-- Supplied entries start --

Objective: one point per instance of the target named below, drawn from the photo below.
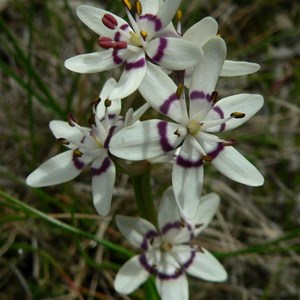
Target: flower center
(135, 39)
(166, 246)
(193, 127)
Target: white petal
(173, 53)
(95, 62)
(234, 165)
(146, 139)
(173, 289)
(62, 129)
(135, 230)
(207, 267)
(207, 209)
(57, 169)
(238, 68)
(187, 179)
(249, 104)
(160, 91)
(103, 181)
(115, 107)
(168, 211)
(202, 31)
(205, 77)
(130, 276)
(132, 76)
(92, 17)
(167, 11)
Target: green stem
(143, 195)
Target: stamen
(77, 153)
(127, 3)
(71, 119)
(138, 7)
(198, 225)
(107, 103)
(237, 115)
(109, 21)
(230, 143)
(207, 158)
(180, 89)
(91, 119)
(135, 39)
(214, 96)
(179, 15)
(144, 34)
(177, 132)
(63, 141)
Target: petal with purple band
(187, 179)
(160, 91)
(146, 139)
(103, 181)
(132, 76)
(173, 289)
(173, 53)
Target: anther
(199, 225)
(138, 7)
(144, 34)
(180, 89)
(109, 21)
(63, 141)
(91, 119)
(237, 115)
(176, 132)
(127, 3)
(107, 103)
(77, 153)
(230, 143)
(207, 158)
(214, 96)
(179, 15)
(71, 119)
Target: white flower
(150, 35)
(167, 252)
(206, 29)
(194, 128)
(88, 146)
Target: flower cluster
(177, 75)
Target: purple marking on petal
(217, 151)
(154, 19)
(103, 168)
(164, 142)
(135, 65)
(148, 237)
(219, 111)
(160, 50)
(164, 108)
(109, 136)
(77, 162)
(186, 163)
(200, 95)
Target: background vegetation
(52, 243)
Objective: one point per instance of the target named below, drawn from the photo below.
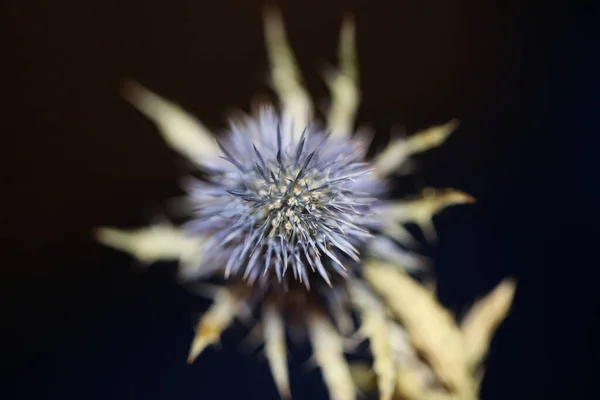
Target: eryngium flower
(290, 214)
(282, 208)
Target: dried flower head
(291, 214)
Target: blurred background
(84, 324)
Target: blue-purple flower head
(291, 211)
(282, 207)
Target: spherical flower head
(282, 207)
(285, 206)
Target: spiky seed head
(284, 208)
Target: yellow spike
(375, 326)
(483, 319)
(179, 129)
(431, 327)
(421, 210)
(329, 354)
(285, 74)
(400, 149)
(216, 319)
(275, 348)
(414, 377)
(343, 83)
(155, 243)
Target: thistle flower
(292, 216)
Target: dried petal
(216, 319)
(179, 129)
(483, 319)
(421, 210)
(375, 327)
(431, 327)
(155, 243)
(343, 84)
(275, 349)
(328, 351)
(400, 149)
(285, 74)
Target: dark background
(82, 324)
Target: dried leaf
(400, 149)
(155, 243)
(484, 317)
(328, 352)
(421, 210)
(431, 328)
(343, 84)
(285, 74)
(275, 348)
(179, 129)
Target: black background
(83, 324)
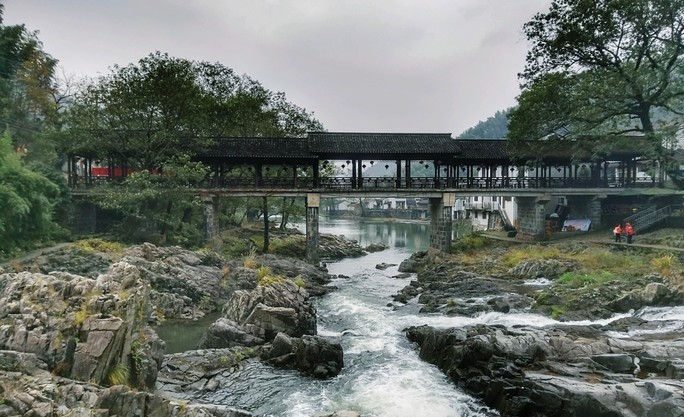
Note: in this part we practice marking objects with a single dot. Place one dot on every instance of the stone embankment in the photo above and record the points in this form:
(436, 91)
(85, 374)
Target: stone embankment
(629, 367)
(75, 335)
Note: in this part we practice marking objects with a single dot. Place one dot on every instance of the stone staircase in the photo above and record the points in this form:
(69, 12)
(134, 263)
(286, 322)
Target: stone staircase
(650, 216)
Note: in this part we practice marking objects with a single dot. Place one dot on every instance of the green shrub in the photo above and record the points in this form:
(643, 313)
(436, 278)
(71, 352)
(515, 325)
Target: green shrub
(119, 374)
(99, 245)
(271, 279)
(663, 264)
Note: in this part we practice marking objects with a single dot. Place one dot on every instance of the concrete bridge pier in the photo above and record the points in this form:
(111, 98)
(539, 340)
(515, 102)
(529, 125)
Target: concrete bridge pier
(531, 215)
(441, 217)
(211, 211)
(588, 206)
(313, 203)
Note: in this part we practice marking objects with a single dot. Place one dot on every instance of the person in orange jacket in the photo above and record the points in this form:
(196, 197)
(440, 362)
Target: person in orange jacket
(629, 231)
(617, 231)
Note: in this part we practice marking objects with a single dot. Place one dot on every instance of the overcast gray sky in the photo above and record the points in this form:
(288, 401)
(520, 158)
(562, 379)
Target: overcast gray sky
(359, 65)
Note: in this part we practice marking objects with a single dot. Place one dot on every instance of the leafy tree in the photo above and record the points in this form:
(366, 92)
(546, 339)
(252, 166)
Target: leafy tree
(495, 127)
(27, 92)
(27, 199)
(601, 67)
(146, 114)
(158, 205)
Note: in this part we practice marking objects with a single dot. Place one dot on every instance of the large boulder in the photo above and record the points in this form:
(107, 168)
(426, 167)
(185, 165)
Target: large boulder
(259, 315)
(27, 388)
(82, 327)
(564, 371)
(312, 355)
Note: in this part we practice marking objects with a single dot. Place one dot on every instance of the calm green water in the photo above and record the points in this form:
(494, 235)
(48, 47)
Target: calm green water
(180, 335)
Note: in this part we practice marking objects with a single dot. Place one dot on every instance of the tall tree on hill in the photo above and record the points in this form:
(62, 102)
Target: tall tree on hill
(28, 88)
(602, 67)
(153, 116)
(495, 127)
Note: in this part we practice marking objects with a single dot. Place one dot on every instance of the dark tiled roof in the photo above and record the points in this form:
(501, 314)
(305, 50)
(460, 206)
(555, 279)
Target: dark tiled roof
(483, 149)
(351, 143)
(259, 148)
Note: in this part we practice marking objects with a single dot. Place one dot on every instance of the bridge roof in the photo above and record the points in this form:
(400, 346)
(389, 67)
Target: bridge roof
(261, 148)
(389, 145)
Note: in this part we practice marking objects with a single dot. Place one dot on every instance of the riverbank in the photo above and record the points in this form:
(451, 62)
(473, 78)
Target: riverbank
(612, 344)
(509, 348)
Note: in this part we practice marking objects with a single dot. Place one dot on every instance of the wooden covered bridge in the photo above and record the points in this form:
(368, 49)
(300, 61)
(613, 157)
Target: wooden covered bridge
(426, 165)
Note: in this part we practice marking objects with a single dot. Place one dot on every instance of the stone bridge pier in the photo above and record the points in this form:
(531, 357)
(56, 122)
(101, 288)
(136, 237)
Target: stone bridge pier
(532, 212)
(313, 203)
(441, 219)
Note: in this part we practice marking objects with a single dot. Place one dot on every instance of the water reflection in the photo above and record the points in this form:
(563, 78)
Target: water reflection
(413, 236)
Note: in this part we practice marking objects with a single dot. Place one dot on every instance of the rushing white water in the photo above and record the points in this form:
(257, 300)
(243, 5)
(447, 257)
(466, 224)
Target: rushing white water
(382, 375)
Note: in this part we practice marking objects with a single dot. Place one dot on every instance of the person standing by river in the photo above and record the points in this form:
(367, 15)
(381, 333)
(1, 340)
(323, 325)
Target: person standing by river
(617, 231)
(629, 231)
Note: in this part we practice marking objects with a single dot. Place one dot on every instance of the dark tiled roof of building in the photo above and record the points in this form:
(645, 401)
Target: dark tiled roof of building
(260, 148)
(352, 143)
(483, 149)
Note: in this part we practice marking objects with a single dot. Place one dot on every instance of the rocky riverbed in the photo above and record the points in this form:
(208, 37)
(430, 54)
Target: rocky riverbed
(629, 366)
(77, 327)
(77, 335)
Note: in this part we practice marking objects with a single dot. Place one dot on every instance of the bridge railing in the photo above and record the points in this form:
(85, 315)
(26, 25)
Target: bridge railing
(383, 183)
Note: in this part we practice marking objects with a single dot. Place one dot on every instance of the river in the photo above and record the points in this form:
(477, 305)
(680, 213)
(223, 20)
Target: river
(382, 375)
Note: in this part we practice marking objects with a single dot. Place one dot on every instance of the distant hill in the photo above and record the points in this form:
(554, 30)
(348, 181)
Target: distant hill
(495, 127)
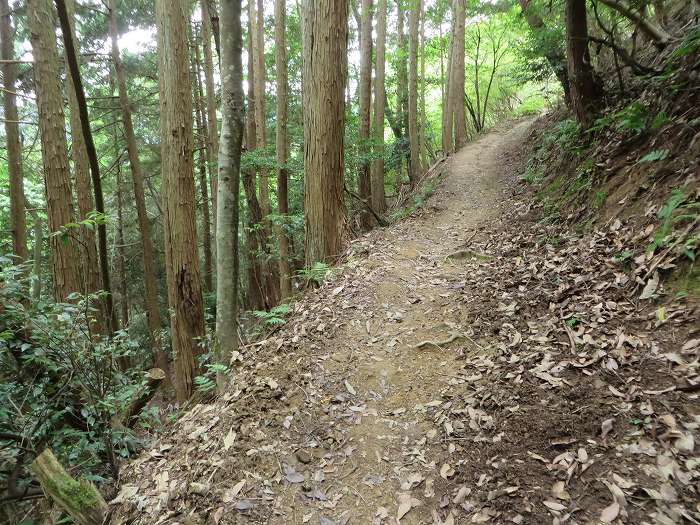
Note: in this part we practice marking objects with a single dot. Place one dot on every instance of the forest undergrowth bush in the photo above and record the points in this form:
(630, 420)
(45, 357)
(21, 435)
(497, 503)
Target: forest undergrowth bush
(635, 163)
(62, 387)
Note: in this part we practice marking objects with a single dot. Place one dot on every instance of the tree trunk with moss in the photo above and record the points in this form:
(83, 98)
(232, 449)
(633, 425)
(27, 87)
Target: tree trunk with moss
(377, 171)
(18, 217)
(324, 76)
(180, 231)
(365, 100)
(413, 137)
(80, 498)
(282, 144)
(54, 149)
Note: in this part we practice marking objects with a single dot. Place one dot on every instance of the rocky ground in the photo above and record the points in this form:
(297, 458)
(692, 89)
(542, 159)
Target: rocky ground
(471, 364)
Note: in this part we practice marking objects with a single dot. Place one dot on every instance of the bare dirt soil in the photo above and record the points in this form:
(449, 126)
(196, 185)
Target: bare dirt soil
(471, 364)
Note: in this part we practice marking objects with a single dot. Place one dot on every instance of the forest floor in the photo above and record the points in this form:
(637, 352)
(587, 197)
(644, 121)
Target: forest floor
(471, 364)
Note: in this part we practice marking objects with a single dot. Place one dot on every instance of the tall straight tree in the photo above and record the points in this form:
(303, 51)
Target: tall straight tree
(202, 134)
(583, 89)
(423, 125)
(377, 173)
(260, 120)
(263, 282)
(227, 260)
(213, 127)
(148, 260)
(555, 54)
(414, 143)
(365, 102)
(54, 148)
(325, 32)
(457, 75)
(87, 173)
(18, 216)
(447, 111)
(282, 144)
(180, 232)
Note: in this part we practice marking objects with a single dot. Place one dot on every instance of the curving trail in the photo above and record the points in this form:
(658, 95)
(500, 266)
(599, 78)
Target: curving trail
(435, 378)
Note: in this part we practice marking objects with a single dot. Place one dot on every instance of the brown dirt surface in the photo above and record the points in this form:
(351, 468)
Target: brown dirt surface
(471, 364)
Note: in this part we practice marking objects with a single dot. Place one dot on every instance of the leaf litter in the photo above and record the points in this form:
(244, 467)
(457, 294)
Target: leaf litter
(535, 383)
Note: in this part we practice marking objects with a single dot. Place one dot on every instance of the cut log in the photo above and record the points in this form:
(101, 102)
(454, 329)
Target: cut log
(79, 498)
(154, 377)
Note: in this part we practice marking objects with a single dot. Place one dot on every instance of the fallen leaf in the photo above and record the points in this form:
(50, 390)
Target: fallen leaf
(406, 503)
(650, 287)
(610, 512)
(606, 427)
(229, 439)
(446, 471)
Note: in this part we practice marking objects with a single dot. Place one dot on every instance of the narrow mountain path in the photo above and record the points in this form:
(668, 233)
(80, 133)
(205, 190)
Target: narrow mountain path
(398, 348)
(456, 368)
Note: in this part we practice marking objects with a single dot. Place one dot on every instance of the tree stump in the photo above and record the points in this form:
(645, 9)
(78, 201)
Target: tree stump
(79, 498)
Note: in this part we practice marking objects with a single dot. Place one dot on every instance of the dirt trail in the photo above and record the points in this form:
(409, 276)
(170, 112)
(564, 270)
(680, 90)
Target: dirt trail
(400, 348)
(471, 364)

-- Supplied entries end --

▸ **Exercise brief**: Only the lines from the one containing "the tree stump" to the end of the listing belong in the output, each reproduced exactly.

▸ **Worked solution**:
Note: in this part we practice marking objects with a single dot. Place one dot on every instance of the tree stump in the photo above and record the points in this form:
(645, 9)
(78, 201)
Target: tree stump
(79, 498)
Note: in this part we practice marking objects with a single dot. Place one dot on every instance of the dirt trail in the photo above and record the points in this form:
(409, 276)
(170, 112)
(564, 270)
(680, 90)
Target: dirt trail
(400, 348)
(471, 364)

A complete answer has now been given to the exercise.